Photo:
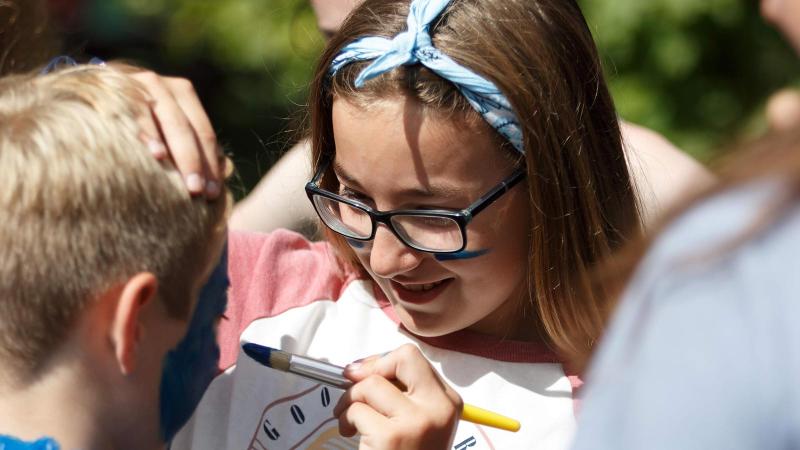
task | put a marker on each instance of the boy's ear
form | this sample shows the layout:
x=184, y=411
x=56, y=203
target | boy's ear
x=126, y=326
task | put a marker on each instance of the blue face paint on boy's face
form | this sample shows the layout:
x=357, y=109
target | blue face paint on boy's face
x=192, y=364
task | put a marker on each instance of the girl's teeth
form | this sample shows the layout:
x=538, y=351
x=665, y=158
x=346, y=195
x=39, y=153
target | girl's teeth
x=422, y=287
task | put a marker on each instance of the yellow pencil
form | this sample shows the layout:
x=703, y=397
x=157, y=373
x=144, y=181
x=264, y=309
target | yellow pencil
x=334, y=376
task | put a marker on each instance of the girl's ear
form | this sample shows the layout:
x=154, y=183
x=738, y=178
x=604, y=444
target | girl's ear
x=126, y=322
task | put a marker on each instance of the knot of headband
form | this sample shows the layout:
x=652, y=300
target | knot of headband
x=415, y=46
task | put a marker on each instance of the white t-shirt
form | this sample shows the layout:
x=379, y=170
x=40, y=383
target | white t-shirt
x=704, y=351
x=290, y=294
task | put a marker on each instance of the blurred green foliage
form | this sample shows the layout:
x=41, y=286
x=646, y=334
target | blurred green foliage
x=697, y=71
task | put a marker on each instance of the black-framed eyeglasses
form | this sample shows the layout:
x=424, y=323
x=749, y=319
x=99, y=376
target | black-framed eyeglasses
x=432, y=231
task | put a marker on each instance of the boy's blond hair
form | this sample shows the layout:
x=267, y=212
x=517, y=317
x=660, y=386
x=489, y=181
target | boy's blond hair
x=83, y=206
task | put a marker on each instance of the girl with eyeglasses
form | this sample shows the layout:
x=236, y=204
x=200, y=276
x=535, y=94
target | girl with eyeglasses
x=469, y=170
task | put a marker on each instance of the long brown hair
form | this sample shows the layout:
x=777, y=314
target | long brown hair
x=541, y=55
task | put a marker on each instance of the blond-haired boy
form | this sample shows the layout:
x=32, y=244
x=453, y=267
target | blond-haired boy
x=103, y=343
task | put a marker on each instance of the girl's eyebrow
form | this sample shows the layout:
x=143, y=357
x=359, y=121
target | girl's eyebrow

________________________________________

▶ [Task description] Rescale the part of the listing that opens with the line containing "task | put a marker on each instance of the blond-haired" and closes with the line containing "x=103, y=343", writing out every line of it, both ends included. Multiply only the answer coordinates by 1.45 and round to whole numbers, with halves going up, and keep the requests and their format samples unchanged.

▶ [Solution to the problem]
task | put a marker on each instance of the blond-haired boy
form | this sample shows the layout:
x=32, y=244
x=453, y=267
target | blond-haired boy
x=149, y=497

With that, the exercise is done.